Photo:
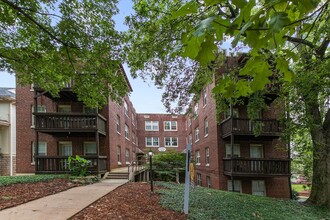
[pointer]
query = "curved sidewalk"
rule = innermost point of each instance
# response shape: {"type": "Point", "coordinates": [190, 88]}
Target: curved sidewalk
{"type": "Point", "coordinates": [62, 205]}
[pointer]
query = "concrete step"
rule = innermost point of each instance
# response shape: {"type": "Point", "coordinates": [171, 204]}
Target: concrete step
{"type": "Point", "coordinates": [117, 175]}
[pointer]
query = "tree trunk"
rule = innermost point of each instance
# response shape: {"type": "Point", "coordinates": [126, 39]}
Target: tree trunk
{"type": "Point", "coordinates": [320, 133]}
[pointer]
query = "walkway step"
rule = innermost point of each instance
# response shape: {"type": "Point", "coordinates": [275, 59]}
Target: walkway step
{"type": "Point", "coordinates": [62, 205]}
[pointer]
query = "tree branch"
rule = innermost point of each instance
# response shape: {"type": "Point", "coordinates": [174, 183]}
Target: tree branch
{"type": "Point", "coordinates": [300, 41]}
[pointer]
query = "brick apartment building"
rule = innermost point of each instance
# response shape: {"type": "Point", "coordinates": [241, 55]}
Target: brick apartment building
{"type": "Point", "coordinates": [54, 128]}
{"type": "Point", "coordinates": [227, 155]}
{"type": "Point", "coordinates": [7, 132]}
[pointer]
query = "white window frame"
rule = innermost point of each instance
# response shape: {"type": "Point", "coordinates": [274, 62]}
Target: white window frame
{"type": "Point", "coordinates": [199, 179]}
{"type": "Point", "coordinates": [85, 147]}
{"type": "Point", "coordinates": [198, 157]}
{"type": "Point", "coordinates": [119, 154]}
{"type": "Point", "coordinates": [127, 153]}
{"type": "Point", "coordinates": [204, 92]}
{"type": "Point", "coordinates": [206, 127]}
{"type": "Point", "coordinates": [118, 126]}
{"type": "Point", "coordinates": [171, 141]}
{"type": "Point", "coordinates": [255, 184]}
{"type": "Point", "coordinates": [197, 134]}
{"type": "Point", "coordinates": [207, 156]}
{"type": "Point", "coordinates": [154, 125]}
{"type": "Point", "coordinates": [171, 125]}
{"type": "Point", "coordinates": [42, 150]}
{"type": "Point", "coordinates": [126, 132]}
{"type": "Point", "coordinates": [237, 186]}
{"type": "Point", "coordinates": [126, 108]}
{"type": "Point", "coordinates": [208, 181]}
{"type": "Point", "coordinates": [153, 140]}
{"type": "Point", "coordinates": [237, 150]}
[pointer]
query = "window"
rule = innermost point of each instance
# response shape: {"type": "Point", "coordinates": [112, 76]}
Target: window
{"type": "Point", "coordinates": [208, 182]}
{"type": "Point", "coordinates": [198, 158]}
{"type": "Point", "coordinates": [40, 108]}
{"type": "Point", "coordinates": [133, 119]}
{"type": "Point", "coordinates": [236, 150]}
{"type": "Point", "coordinates": [206, 128]}
{"type": "Point", "coordinates": [90, 148]}
{"type": "Point", "coordinates": [42, 149]}
{"type": "Point", "coordinates": [171, 141]}
{"type": "Point", "coordinates": [199, 179]}
{"type": "Point", "coordinates": [126, 108]}
{"type": "Point", "coordinates": [196, 110]}
{"type": "Point", "coordinates": [126, 131]}
{"type": "Point", "coordinates": [133, 137]}
{"type": "Point", "coordinates": [227, 113]}
{"type": "Point", "coordinates": [89, 110]}
{"type": "Point", "coordinates": [190, 138]}
{"type": "Point", "coordinates": [204, 93]}
{"type": "Point", "coordinates": [237, 186]}
{"type": "Point", "coordinates": [170, 125]}
{"type": "Point", "coordinates": [127, 156]}
{"type": "Point", "coordinates": [119, 154]}
{"type": "Point", "coordinates": [258, 187]}
{"type": "Point", "coordinates": [65, 148]}
{"type": "Point", "coordinates": [64, 108]}
{"type": "Point", "coordinates": [256, 151]}
{"type": "Point", "coordinates": [196, 134]}
{"type": "Point", "coordinates": [207, 156]}
{"type": "Point", "coordinates": [118, 124]}
{"type": "Point", "coordinates": [152, 141]}
{"type": "Point", "coordinates": [151, 125]}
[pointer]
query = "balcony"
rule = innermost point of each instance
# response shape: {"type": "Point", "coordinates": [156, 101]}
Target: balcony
{"type": "Point", "coordinates": [255, 167]}
{"type": "Point", "coordinates": [70, 122]}
{"type": "Point", "coordinates": [60, 164]}
{"type": "Point", "coordinates": [241, 126]}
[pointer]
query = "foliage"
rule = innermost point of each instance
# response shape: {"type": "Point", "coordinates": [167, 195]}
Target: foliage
{"type": "Point", "coordinates": [207, 203]}
{"type": "Point", "coordinates": [9, 180]}
{"type": "Point", "coordinates": [78, 166]}
{"type": "Point", "coordinates": [168, 164]}
{"type": "Point", "coordinates": [48, 43]}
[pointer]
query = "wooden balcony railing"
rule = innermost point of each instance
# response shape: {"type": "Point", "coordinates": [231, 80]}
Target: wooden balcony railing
{"type": "Point", "coordinates": [240, 126]}
{"type": "Point", "coordinates": [60, 164]}
{"type": "Point", "coordinates": [256, 167]}
{"type": "Point", "coordinates": [59, 122]}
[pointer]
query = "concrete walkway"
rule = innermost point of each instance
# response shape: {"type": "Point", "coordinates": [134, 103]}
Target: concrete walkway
{"type": "Point", "coordinates": [62, 205]}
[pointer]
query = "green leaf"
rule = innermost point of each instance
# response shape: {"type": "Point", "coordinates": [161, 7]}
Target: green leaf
{"type": "Point", "coordinates": [283, 66]}
{"type": "Point", "coordinates": [278, 21]}
{"type": "Point", "coordinates": [189, 8]}
{"type": "Point", "coordinates": [207, 52]}
{"type": "Point", "coordinates": [204, 26]}
{"type": "Point", "coordinates": [193, 46]}
{"type": "Point", "coordinates": [213, 2]}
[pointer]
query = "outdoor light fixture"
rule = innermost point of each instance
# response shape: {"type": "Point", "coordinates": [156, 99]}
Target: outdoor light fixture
{"type": "Point", "coordinates": [151, 177]}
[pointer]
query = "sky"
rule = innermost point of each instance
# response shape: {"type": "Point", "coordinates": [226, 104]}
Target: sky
{"type": "Point", "coordinates": [146, 98]}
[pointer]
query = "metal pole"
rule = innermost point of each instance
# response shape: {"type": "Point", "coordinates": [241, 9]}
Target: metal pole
{"type": "Point", "coordinates": [151, 178]}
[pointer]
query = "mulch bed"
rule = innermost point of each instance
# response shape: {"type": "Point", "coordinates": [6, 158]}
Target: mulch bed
{"type": "Point", "coordinates": [130, 201]}
{"type": "Point", "coordinates": [17, 194]}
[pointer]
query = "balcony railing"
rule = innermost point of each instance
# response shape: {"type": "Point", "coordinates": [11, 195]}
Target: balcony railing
{"type": "Point", "coordinates": [240, 126]}
{"type": "Point", "coordinates": [59, 122]}
{"type": "Point", "coordinates": [256, 167]}
{"type": "Point", "coordinates": [60, 164]}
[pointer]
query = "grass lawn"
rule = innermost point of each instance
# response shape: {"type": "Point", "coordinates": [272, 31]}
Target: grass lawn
{"type": "Point", "coordinates": [8, 180]}
{"type": "Point", "coordinates": [215, 204]}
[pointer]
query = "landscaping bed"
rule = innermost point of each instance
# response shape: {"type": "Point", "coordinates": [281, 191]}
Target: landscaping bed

TRY IT:
Above are the records; give them all again exactly, apart from the pictures.

SOLUTION TO THE PROBLEM:
Photo:
[pointer]
query = "curved sidewalk"
rule = innermost point of each instance
# response shape: {"type": "Point", "coordinates": [190, 88]}
Target: curved sidewalk
{"type": "Point", "coordinates": [62, 205]}
[pointer]
query = "concrete step"
rule = innermost point of each instance
# response shape: {"type": "Point", "coordinates": [171, 204]}
Target: concrete step
{"type": "Point", "coordinates": [117, 175]}
[pointer]
query = "tree trunk"
rule = innermost point of each instance
# response shape: {"type": "Point", "coordinates": [126, 39]}
Target: tree trunk
{"type": "Point", "coordinates": [320, 133]}
[pointer]
query = "walkway step"
rule = innermost point of each instance
# response shape: {"type": "Point", "coordinates": [275, 59]}
Target: walkway step
{"type": "Point", "coordinates": [62, 205]}
[pointer]
query = "tree branch"
rule = innermost point of each instance
# response shape: {"type": "Point", "coordinates": [174, 183]}
Target: tree branch
{"type": "Point", "coordinates": [300, 41]}
[pointer]
query = "brick apartment building"
rule = innermost point of each instance
# response shape: {"type": "Point", "coordinates": [241, 55]}
Target: brick apartment building
{"type": "Point", "coordinates": [54, 128]}
{"type": "Point", "coordinates": [227, 155]}
{"type": "Point", "coordinates": [7, 132]}
[pointer]
query = "white window frame"
rule = innermost point of each instance
# response shape: {"type": "Point", "coordinates": [274, 62]}
Target: white window frame
{"type": "Point", "coordinates": [199, 179]}
{"type": "Point", "coordinates": [85, 147]}
{"type": "Point", "coordinates": [198, 157]}
{"type": "Point", "coordinates": [119, 154]}
{"type": "Point", "coordinates": [127, 153]}
{"type": "Point", "coordinates": [204, 92]}
{"type": "Point", "coordinates": [206, 127]}
{"type": "Point", "coordinates": [118, 126]}
{"type": "Point", "coordinates": [171, 141]}
{"type": "Point", "coordinates": [255, 184]}
{"type": "Point", "coordinates": [197, 134]}
{"type": "Point", "coordinates": [207, 156]}
{"type": "Point", "coordinates": [154, 125]}
{"type": "Point", "coordinates": [171, 125]}
{"type": "Point", "coordinates": [42, 150]}
{"type": "Point", "coordinates": [126, 132]}
{"type": "Point", "coordinates": [237, 186]}
{"type": "Point", "coordinates": [126, 108]}
{"type": "Point", "coordinates": [208, 181]}
{"type": "Point", "coordinates": [153, 140]}
{"type": "Point", "coordinates": [237, 150]}
[pointer]
query = "window"
rule = innermost point of each instance
# response shape: {"type": "Point", "coordinates": [112, 76]}
Target: window
{"type": "Point", "coordinates": [208, 182]}
{"type": "Point", "coordinates": [198, 158]}
{"type": "Point", "coordinates": [40, 108]}
{"type": "Point", "coordinates": [133, 119]}
{"type": "Point", "coordinates": [236, 150]}
{"type": "Point", "coordinates": [206, 128]}
{"type": "Point", "coordinates": [90, 148]}
{"type": "Point", "coordinates": [42, 149]}
{"type": "Point", "coordinates": [171, 141]}
{"type": "Point", "coordinates": [199, 179]}
{"type": "Point", "coordinates": [126, 108]}
{"type": "Point", "coordinates": [196, 110]}
{"type": "Point", "coordinates": [126, 131]}
{"type": "Point", "coordinates": [133, 137]}
{"type": "Point", "coordinates": [227, 113]}
{"type": "Point", "coordinates": [89, 110]}
{"type": "Point", "coordinates": [190, 138]}
{"type": "Point", "coordinates": [204, 93]}
{"type": "Point", "coordinates": [237, 186]}
{"type": "Point", "coordinates": [170, 125]}
{"type": "Point", "coordinates": [127, 156]}
{"type": "Point", "coordinates": [119, 154]}
{"type": "Point", "coordinates": [258, 187]}
{"type": "Point", "coordinates": [65, 148]}
{"type": "Point", "coordinates": [64, 108]}
{"type": "Point", "coordinates": [256, 151]}
{"type": "Point", "coordinates": [196, 134]}
{"type": "Point", "coordinates": [207, 156]}
{"type": "Point", "coordinates": [118, 124]}
{"type": "Point", "coordinates": [152, 141]}
{"type": "Point", "coordinates": [151, 125]}
[pointer]
query = "balcony"
rule = innermost point of each instance
# response shape: {"type": "Point", "coordinates": [156, 101]}
Target: balcony
{"type": "Point", "coordinates": [255, 167]}
{"type": "Point", "coordinates": [70, 122]}
{"type": "Point", "coordinates": [60, 164]}
{"type": "Point", "coordinates": [241, 126]}
[pointer]
query = "foliage"
rule = innermost point of each instance
# response shape: {"type": "Point", "coordinates": [167, 195]}
Target: foliage
{"type": "Point", "coordinates": [207, 203]}
{"type": "Point", "coordinates": [9, 180]}
{"type": "Point", "coordinates": [78, 166]}
{"type": "Point", "coordinates": [168, 164]}
{"type": "Point", "coordinates": [48, 43]}
[pointer]
query = "wooden balcony railing"
rule = innermost point of each instance
# response shape: {"type": "Point", "coordinates": [231, 80]}
Target: wooden balcony railing
{"type": "Point", "coordinates": [240, 126]}
{"type": "Point", "coordinates": [60, 164]}
{"type": "Point", "coordinates": [256, 167]}
{"type": "Point", "coordinates": [59, 122]}
[pointer]
query = "concrete walkway"
rule = innermost point of each instance
# response shape: {"type": "Point", "coordinates": [134, 103]}
Target: concrete walkway
{"type": "Point", "coordinates": [62, 205]}
[pointer]
query = "green leaf"
rule = innermost point of each instance
# response shape: {"type": "Point", "coordinates": [161, 7]}
Target: green leaf
{"type": "Point", "coordinates": [283, 66]}
{"type": "Point", "coordinates": [278, 21]}
{"type": "Point", "coordinates": [189, 8]}
{"type": "Point", "coordinates": [207, 52]}
{"type": "Point", "coordinates": [204, 26]}
{"type": "Point", "coordinates": [193, 46]}
{"type": "Point", "coordinates": [213, 2]}
[pointer]
query = "outdoor light fixture"
rule = innermost point of each instance
# response shape: {"type": "Point", "coordinates": [156, 99]}
Target: outdoor light fixture
{"type": "Point", "coordinates": [151, 177]}
[pointer]
query = "sky"
rule = innermost point of each instance
# response shape: {"type": "Point", "coordinates": [226, 104]}
Target: sky
{"type": "Point", "coordinates": [146, 98]}
[pointer]
query = "metal pole"
rule = innermost point of each instance
# response shape: {"type": "Point", "coordinates": [241, 9]}
Target: metal pole
{"type": "Point", "coordinates": [151, 178]}
[pointer]
query = "mulch bed"
rule = innermost point of each instance
# response shape: {"type": "Point", "coordinates": [6, 158]}
Target: mulch bed
{"type": "Point", "coordinates": [130, 201]}
{"type": "Point", "coordinates": [17, 194]}
[pointer]
query = "balcony railing"
rule = innermost point of each instance
# response shape: {"type": "Point", "coordinates": [11, 195]}
Target: balcony railing
{"type": "Point", "coordinates": [240, 126]}
{"type": "Point", "coordinates": [59, 122]}
{"type": "Point", "coordinates": [256, 167]}
{"type": "Point", "coordinates": [60, 164]}
[pointer]
query = "grass lawn"
rule = innermost point of each instance
# response shape: {"type": "Point", "coordinates": [272, 31]}
Target: grass lawn
{"type": "Point", "coordinates": [8, 180]}
{"type": "Point", "coordinates": [215, 204]}
[pointer]
query = "landscaping bed"
rule = innermost point of each instance
# response shape: {"type": "Point", "coordinates": [281, 191]}
Target: landscaping bed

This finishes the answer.